Supplied text START

In the car Goran berates Vera for being impregnated by a Bosniak even though Guy points out that she was almost certainly raped. Goran eventually stops the car in a tunnel. He throws Vera out of the car and begins to kick her as she lies on the ground. The blows force Vera into premature labor. As Goran prepares to murder the soon-to-be-born child, Guy kills Goran and then helps deliver the baby. When he shows Vera the child, a girl, she rejects it and attempts to shoot herself before Guy manages to stop her.

They arrive at her house where she is rejected by her family due to the shame felt by her father. They leave her house with Guy intending to head for a refugee camp where Vera and the baby would be looked after. Vera continues to reject the child and does not talk to Guy. After being told by Goran's family that his corpse has been found and that he was last seen in the company of Guy and Vera, Vera's father and brother head off in pursuit of them. They eventually catch up with them when they stop to get milk for the child. Guy is shot and injured, but Vera places herself between him and her father as he goes to kill him, and her father backs off and allows them to leave when Guy tells him that Goran intended to kill both Vera and the baby.

They briefly return to Vera's village to find it has been attacked, and have to watch from a distance as her family and other villagers are rounded up and led away by Bosniak militiamen. Guy decides to head for the safety of the UN zone in Split on the Dalmatian Coast. On their way they stop and take refuge with an elderly Croat man and his Bosnian Serb wife. The old man tells Guy "before the war, no difference [between Serbs and Croats], and now, stupid", pointing to his head to show madness.

After moving on they reach what they think is a relatively safe area. Vera leaves Guy and the child to rest in an abandoned and half-sunk boat on the edge of a lake while she goes to find a bus that will take them to Split. Vera is captured along with other civilians by members of the Croatian Defense Council (HVO). The HVO takes their prisoners to the waterfront where Guy is hiding in the boat. The HVO then proceed to beat several to death with a sledgehammer, including Vera, as they stand in the water. The fighters shoot those that are left as Guy witnesses the slaughter from inside the boat but can do nothing without giving himself and the child away. He smothers the baby in order to keep her quiet as the HVO prepares to leave. She stops breathing but is soon resuscitated by Guy.

Supplied text END

Exercises to complete:
1/ Answer these questions from the plot summary above.
(a) Where does Goran stop the car?
(b) What is the wife of the elderly Croat man?
(c) Where does Vera leave Guy and the child to rest?
2/ Return the plot summary's text from "In the car Goran" to "to stop her.", copied word for word.

Extracted material START

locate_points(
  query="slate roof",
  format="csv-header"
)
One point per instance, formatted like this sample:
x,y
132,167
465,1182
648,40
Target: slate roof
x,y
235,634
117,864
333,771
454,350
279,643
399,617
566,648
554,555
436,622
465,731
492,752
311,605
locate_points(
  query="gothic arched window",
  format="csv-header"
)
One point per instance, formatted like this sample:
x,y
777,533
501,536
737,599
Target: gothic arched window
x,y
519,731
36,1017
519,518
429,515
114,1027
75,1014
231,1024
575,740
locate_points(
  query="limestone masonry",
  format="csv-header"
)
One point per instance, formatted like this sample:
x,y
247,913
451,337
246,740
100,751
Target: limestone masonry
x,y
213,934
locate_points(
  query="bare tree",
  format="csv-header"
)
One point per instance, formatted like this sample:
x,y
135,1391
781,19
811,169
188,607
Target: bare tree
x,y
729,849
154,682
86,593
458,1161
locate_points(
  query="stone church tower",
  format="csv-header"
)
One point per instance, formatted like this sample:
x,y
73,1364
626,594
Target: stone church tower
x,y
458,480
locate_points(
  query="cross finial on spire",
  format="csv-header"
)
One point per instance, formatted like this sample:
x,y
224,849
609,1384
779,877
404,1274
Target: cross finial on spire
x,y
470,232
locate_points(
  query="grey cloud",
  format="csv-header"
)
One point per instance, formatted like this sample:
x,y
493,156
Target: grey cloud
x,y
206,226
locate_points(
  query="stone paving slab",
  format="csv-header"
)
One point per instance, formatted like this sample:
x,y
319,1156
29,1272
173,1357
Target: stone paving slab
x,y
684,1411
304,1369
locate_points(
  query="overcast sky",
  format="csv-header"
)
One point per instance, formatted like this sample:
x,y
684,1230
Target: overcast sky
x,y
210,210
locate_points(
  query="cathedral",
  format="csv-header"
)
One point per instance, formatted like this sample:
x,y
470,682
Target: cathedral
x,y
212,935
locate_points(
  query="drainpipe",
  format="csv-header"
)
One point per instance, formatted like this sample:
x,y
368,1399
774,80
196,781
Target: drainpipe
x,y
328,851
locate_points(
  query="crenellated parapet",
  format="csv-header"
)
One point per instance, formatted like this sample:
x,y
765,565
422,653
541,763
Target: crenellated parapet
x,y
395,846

Extracted material END

Solved problems:
1/
(a) In a tunnel.
(b) A Bosnian Serb.
(c) In an abandoned, half-sunk boat on the edge of a lake.

2/
In the car Goran berates Vera for being impregnated by a Bosniak even though Guy points out that she was almost certainly raped. Goran eventually stops the car in a tunnel. He throws Vera out of the car and begins to kick her as she lies on the ground. The blows force Vera into premature labor. As Goran prepares to murder the soon-to-be-born child, Guy kills Goran and then helps deliver the baby. When he shows Vera the child, a girl, she rejects it and attempts to shoot herself before Guy manages to stop her.